● Ausgangstext:
+ + + + + + +

Altersarmut ist weiblich

Die Ergebnisse einer Befragung des Instituts für Demoskopie Allensbach scheinen das alte Vorurteil zu belegen, nach dem Frauen Schuhe kaufen, während Männer über ihre finanzielle Zukunft nachdenken. Dabei ist es gerade für den weiblichen Teil der Bevölkerung existenziell wichtig, sich frühzeitig um eine vernünftige Absicherung zu kümmern. Schließlich ist die Situation von Rentnerinnen in Deutschland alles andere als rosig: Ihre durchschnittlichen Altersbezüge liegen bei gerade mal 521 Euro. Nur rund drei Prozent der Frauen bekommen 1.000 Euro und mehr (Rentenbericht der Bundesregierung 2011).

Weibliche Altersarmut hat viele Gründe: Vor dem Renteneintritt sind Frauen heute im Schnitt 26 Jahre berufstätig, Männer dagegen 37 Jahre. Frauen verdienen immer noch 20 Prozent weniger als ihre Kollegen. Und vor allen sind sie es, die Angehörige pflegen oder wegen der Kinder aus dem Beruf aussteigen und nach der Familienzeit oftmals nur noch einen Teilzeitjob ausüben.

Zwar werden Kindererziehung und die Pflege von Angehörigen bei der Rentenberechnung berücksichtigt, dennoch warnen Experten vor einer dramatischen Versorgungslücke. Vor allem Babypausen und Teilzeitjobs rächen sich im Alter: „75 Prozent der heute 35- bis 50-jährigen Frauen haben eine Rente unter dem jetzigen Hartz-IV-Niveau zu erwarten,“ warnt Mechthild Upgang, Finanzberaterin und Vorsitzende des Bundesverbandes der unabhängigen Finanzdienstleisterinnen.

Die Ehe hat als Altersvorsorge ausgedient

Dass es um die eigene Altersvorsorge nicht zum Besten steht, ist den meisten Frauen bewusst. Dennoch sorgt lediglich ein Drittel von ihnen ausreichend fürs Alter vor. Die Mehrheit verdrängt das Problem oder verlässt sich auf den Ehemann. Doch angesichts der Tatsache, dass jede dritte – in Großstädten sogar jede zweite – Ehe geschieden wird, garantiert das traditionelle Familienmodell längst keinen finanziell abgesicherten Ruhestand mehr. Zwar werden im Falle einer Scheidung Rentenansprüche aus den gemeinsamen Ehejahren nach wie vor geteilt, doch nach einer Trennung bleiben die Kinder in der Regel bei der Mutter. Während der frühere Partner weiterhin voll berufstätig ist und gute Rentenansprüche aufbaut, sieht das Leben für die Ex ganz anders aus. Als Alleinerziehende kaum voll erwerbstätig, fallen auch ihre Rentenansprüche gering aus. Deshalb sollte jede Frau, egal ob ledig, verheiratet, geschieden oder allein erziehend für ihre Altersabsicherung etwas auf die hohe Kante legen.

+ + + + + + +

● Aufgaben:
1. Prüfe, ob diese Aussagen zum Text über weibliche Altersarmut stimmen. Antworte jeweils mit Ja oder Nein und zitiere die entscheidenden Worte aus dem Text wörtlich.
(a) Frauen sind vor dem Renteneintritt im Schnitt 26 Jahre berufstätig.
(b) Bei einer Scheidung werden Rentenansprüche aus den gemeinsamen Ehejahren nicht mehr geteilt.
(c) Rund zehn Prozent der Frauen bekommen 1.000 Euro Rente oder mehr.
2. Warum ist die Ehe laut dem Text über weibliche Altersarmut keine sichere Altersvorsorge mehr? Erkläre das in ein bis drei Sätzen.
3. Setze den Text über weibliche Altersarmut nach seinem letzten Satz fort.
Die Zeilen spielen hierfür keine Rolle.

● Vorhandene Daten:
+ + + + + + +

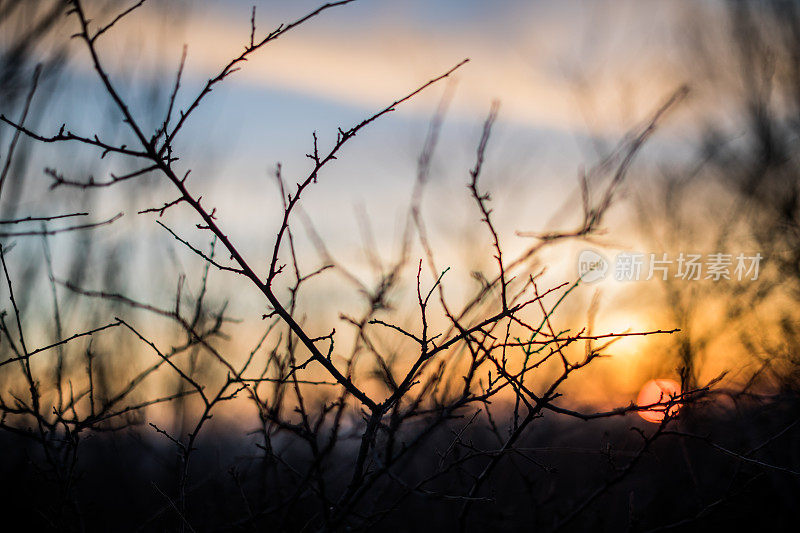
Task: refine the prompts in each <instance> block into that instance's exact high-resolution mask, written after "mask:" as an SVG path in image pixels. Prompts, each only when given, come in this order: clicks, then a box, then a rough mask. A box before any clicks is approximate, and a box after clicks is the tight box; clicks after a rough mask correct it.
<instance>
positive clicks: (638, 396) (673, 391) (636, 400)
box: [636, 379, 681, 424]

+ + + + + + +

● Lösungen:
1.
(a) Ja: „Vor dem Renteneintritt sind Frauen heute im Schnitt 26 Jahre berufstätig“
(b) Nein: „Zwar werden im Falle einer Scheidung Rentenansprüche aus den gemeinsamen Ehejahren nach wie vor geteilt“
(c) Nein: „Nur rund drei Prozent der Frauen bekommen 1.000 Euro und mehr“

2. Jede dritte Ehe wird geschieden, in Großstädten sogar jede zweite. Nach einer Trennung bleiben die Kinder meist bei der Mutter. Als Alleinerziehende ist sie kaum voll erwerbstätig und erwirbt deshalb nur geringe Rentenansprüche, während der frühere Partner voll berufstätig bleibt und gute Ansprüche aufbaut.

3.
Familienzeit nur gegen Rentenbeiträge

„Wer heute den Kopf in den Sand steckt, wird morgen mit den Zähnen knirschen,“ warnt Mechthild Upgang. Je eher, desto besser, lautet also die Devise. Denn je früher Frauen mit der privaten Absicherung starten, desto mehr Geld haben sie im Alter auf dem Konto. Gerade junge Frauen mit Kinderwunsch, die eine Familienpause planen, benötigen ein üppiges Vorsorge-Polster. Und wenn die Kinder erst mal da sind, sollte die private Altersvorsorge sogar noch aufgestockt werden, um die Nachteile bei der gesetzlichen Rente auszugleichen. Im Grunde, so raten Finanzexpertinnen wie Mechthild Upgang, sollten Frauen nur dann zugunsten der Familie auf die eigene Erwerbstätigkeit verzichten, wenn der Partner im Gegenzug eine hinreichende eigenständige Altersvorsorge für sie finanziert. Auch unverheiratete Mütter die in einer festen Partnerschaft leben, sollten auf einer derartigen Absicherung bestehen.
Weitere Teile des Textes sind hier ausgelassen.